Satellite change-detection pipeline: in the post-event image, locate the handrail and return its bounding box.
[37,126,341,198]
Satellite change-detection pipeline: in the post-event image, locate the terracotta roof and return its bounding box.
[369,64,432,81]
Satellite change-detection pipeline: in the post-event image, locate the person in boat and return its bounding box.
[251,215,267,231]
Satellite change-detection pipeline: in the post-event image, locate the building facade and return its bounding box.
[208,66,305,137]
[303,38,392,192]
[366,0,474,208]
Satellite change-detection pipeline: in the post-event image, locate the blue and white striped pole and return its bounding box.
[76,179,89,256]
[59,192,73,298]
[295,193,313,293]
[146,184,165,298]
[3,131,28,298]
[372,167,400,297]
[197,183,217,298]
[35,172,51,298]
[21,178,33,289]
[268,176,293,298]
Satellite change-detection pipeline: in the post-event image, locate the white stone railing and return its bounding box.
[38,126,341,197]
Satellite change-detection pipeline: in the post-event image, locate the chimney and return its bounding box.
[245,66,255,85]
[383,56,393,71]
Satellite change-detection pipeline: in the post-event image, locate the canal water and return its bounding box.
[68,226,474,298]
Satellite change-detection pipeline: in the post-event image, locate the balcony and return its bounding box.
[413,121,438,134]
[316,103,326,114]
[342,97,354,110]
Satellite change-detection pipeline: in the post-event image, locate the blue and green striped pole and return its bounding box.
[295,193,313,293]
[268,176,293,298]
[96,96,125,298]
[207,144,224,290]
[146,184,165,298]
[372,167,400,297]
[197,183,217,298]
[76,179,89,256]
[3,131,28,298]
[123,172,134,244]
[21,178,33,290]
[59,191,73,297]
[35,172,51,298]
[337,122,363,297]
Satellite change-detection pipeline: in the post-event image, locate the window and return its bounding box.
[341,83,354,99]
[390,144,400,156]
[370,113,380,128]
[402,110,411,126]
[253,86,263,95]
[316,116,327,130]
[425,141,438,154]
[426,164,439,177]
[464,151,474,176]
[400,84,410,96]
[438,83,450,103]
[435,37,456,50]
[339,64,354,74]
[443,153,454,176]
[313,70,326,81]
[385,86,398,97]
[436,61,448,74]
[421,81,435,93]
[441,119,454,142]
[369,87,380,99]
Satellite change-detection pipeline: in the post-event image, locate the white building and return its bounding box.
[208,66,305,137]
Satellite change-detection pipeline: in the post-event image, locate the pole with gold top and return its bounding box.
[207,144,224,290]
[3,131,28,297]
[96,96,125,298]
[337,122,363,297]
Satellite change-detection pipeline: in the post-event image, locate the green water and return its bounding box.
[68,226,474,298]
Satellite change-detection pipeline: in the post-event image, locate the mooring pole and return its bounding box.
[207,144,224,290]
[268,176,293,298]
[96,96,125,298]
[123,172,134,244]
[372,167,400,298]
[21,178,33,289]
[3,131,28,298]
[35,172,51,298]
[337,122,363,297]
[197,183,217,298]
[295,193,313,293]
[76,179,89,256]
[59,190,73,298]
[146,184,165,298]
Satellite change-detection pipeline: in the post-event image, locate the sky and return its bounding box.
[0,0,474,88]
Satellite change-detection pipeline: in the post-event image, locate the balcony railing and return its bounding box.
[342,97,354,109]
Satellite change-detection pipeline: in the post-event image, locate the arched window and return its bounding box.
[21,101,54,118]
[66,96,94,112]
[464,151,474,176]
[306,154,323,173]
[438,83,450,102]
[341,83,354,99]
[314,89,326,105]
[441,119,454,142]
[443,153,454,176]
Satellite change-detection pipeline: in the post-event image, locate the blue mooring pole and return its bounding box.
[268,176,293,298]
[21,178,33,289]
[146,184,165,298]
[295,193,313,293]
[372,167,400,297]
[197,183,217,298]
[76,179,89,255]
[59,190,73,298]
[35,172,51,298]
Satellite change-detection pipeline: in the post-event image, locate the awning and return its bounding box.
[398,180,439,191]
= = =
Yukarıdaki materyalde "striped" dizesini içeren satırların tamamını göster.

Problem çözümü:
Satellite change-detection pipeline: in the post-event image, locate the blue and white striped pole and return its bounding box.
Satellite change-detection pipeline: in the post-event image, locate the blue and green striped pole and return its bounding box.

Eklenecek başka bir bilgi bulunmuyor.